AUSZUG
::::

28 Jun
Zeugenschutz von Polizeibeamten
Zeugenschutzmaßnahmen sind unter Anwendung von § 68 StPO und § 176 GVG sowohl im Rahmen des Ermittlungs- als auch im Rahmen des Hauptverfahrens bei allen richterlichen, staatsanwaltlichen, polizeilichen und bei kommissarischen Vernehmungen unter bestimmten Voraussetzungen möglich.
Hinsichtlich der Geheimhaltung des Wohnortes bestimmt § 68 Abs. 1 Satz 2 StPO, dass ein Zeuge, der Wahrnehmungen in amtlicher Eigenschaft und damit als Polizeibeamter gemacht hat, berechtigt ist, anstelle des Wohnortes den Dienstort anzugeben. Weitere Voraussetzungen werden nicht bestimmt. Maßgeblich ist mithin allein, dass der Zeuge sein Wissen im Zusammenhang mit einer Diensthandlung oder in sonstiger Weise dienstlich erlangt hat.
Bezüglich der Geheimhaltung der Identität ist § 68 Abs. 3 StPO einschlägig.
Gem. § 68 Abs. 3 Satz 1 StPO kann einem Zeugen gestattet werden, keinerlei Angaben zu seiner Identität/Person oder nur über eine frühere Identität zu machen, soweit ein begründeter Anlass zur Besorgnis besteht, dass durch die Identitätsoffenbarung Leben, Leib oder Freiheit des Zeugen oder einer anderen Person gefährdet wird.

::::

DATENZEILEN

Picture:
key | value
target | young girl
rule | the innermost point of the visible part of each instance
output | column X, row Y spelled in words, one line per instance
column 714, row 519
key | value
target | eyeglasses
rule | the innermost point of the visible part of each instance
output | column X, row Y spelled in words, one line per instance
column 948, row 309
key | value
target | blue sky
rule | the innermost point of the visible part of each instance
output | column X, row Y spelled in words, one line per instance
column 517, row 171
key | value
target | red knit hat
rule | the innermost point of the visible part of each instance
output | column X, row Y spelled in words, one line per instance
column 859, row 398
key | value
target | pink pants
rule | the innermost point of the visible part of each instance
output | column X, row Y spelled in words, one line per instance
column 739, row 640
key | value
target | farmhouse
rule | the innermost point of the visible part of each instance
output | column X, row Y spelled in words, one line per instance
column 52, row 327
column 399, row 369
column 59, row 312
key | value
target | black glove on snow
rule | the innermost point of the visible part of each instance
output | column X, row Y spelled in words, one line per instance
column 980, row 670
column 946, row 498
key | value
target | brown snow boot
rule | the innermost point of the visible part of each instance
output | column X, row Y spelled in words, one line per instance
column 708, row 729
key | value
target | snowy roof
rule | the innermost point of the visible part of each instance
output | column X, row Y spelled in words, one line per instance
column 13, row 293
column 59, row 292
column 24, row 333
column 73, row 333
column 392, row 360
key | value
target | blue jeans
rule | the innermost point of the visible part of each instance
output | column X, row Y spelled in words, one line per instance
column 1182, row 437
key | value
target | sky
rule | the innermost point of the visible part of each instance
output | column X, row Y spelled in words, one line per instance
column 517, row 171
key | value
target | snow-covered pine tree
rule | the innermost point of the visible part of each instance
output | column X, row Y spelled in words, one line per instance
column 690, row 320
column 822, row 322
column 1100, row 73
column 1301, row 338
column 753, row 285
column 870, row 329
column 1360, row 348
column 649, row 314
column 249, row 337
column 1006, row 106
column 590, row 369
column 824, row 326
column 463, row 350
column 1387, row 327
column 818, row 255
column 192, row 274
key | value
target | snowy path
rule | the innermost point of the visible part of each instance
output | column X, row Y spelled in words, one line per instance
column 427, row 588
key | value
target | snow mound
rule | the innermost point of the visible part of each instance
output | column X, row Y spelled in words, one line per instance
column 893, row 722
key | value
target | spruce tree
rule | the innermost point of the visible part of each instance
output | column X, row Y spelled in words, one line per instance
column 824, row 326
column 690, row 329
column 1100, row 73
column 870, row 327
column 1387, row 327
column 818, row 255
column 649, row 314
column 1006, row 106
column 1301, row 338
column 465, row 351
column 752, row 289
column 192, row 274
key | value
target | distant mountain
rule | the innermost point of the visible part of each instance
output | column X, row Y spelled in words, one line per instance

::::

GEGEBENE ANWEISUNG
Was darf ein Zeuge, der Wahrnehmungen in amtlicher Eigenschaft gemacht hat, laut dem Auszug zum Zeugenschutz von Polizeibeamten anstelle des Wohnortes angeben? Die Liste ist eigenständiges Material und gehört nicht zum Auszug.

ERGEBNIS FOLGT
Den Dienstort.